◆ What the exercise asks ◆
Give every line of the rows below as a JSON list of strings, with one string per line and blank lines omitted.

** Begin Raw data **

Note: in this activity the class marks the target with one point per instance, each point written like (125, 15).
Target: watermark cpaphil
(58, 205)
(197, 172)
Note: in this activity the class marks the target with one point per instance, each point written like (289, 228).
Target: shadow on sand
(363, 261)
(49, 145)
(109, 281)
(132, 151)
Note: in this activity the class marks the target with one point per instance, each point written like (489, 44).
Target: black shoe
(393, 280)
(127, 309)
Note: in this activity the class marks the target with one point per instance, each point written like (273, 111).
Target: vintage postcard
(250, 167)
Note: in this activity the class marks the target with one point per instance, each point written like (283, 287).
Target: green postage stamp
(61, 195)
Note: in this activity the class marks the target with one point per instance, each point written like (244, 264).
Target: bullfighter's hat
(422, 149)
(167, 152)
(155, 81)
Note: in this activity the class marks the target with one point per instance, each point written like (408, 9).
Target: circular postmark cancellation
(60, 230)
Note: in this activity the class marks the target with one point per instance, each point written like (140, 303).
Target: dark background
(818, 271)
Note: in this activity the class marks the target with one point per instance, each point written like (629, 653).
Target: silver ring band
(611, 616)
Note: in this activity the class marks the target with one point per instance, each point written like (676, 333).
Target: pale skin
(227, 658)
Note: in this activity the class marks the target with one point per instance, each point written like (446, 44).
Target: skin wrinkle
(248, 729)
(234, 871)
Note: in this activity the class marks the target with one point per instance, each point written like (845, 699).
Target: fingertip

** End Raw data **

◆ Answer to the exercise ◆
[
  "Note: in this activity the class marks the target with one point per instance, each point written like (125, 15).",
  "Target: watermark cpaphil",
  "(58, 205)",
  "(197, 172)",
  "Note: in this activity the class marks the target with one point per instance, each point written like (289, 228).",
  "Target: shadow on sand",
  "(363, 261)",
  "(49, 145)",
  "(109, 281)",
  "(132, 151)",
  "Note: in this activity the class marks the target with one point per instance, each point written like (489, 44).",
  "Target: black shoe",
  "(393, 280)",
  "(127, 309)",
  "Note: in this activity the class marks the target with one point per instance, each point written like (273, 111).",
  "Target: vintage postcard",
  "(250, 167)",
  "Note: in this activity the class marks the target with one point per instance, each point written like (283, 287).",
  "Target: green postage stamp",
  "(61, 195)",
  "Note: in this activity the class marks the target with one point per instance, each point written like (244, 264).",
  "Target: bullfighter's hat",
  "(422, 149)",
  "(167, 152)",
  "(155, 81)",
  "Note: in this activity the class marks the target with one point per instance, each point written like (408, 9).",
  "Target: circular postmark cancellation",
  "(60, 230)",
  "Note: in this activity the class marks the target with one point per instance, each point written like (140, 303).",
  "Target: dark background",
  "(818, 271)",
  "Note: in this activity the class marks the target with one point per instance, each point written like (629, 653).",
  "Target: silver ring band",
  "(611, 616)",
  "Note: in this activity the class marks the target with one point per instance, each point written like (676, 333).",
  "Target: pale skin",
  "(227, 658)",
  "Note: in this activity the class marks the target with one point per instance, each point written like (446, 44).",
  "Target: skin wrinkle",
  "(248, 729)",
  "(234, 871)",
  "Note: in this activity the class marks the target with one point per instance, each point written like (845, 699).",
  "Target: fingertip"
]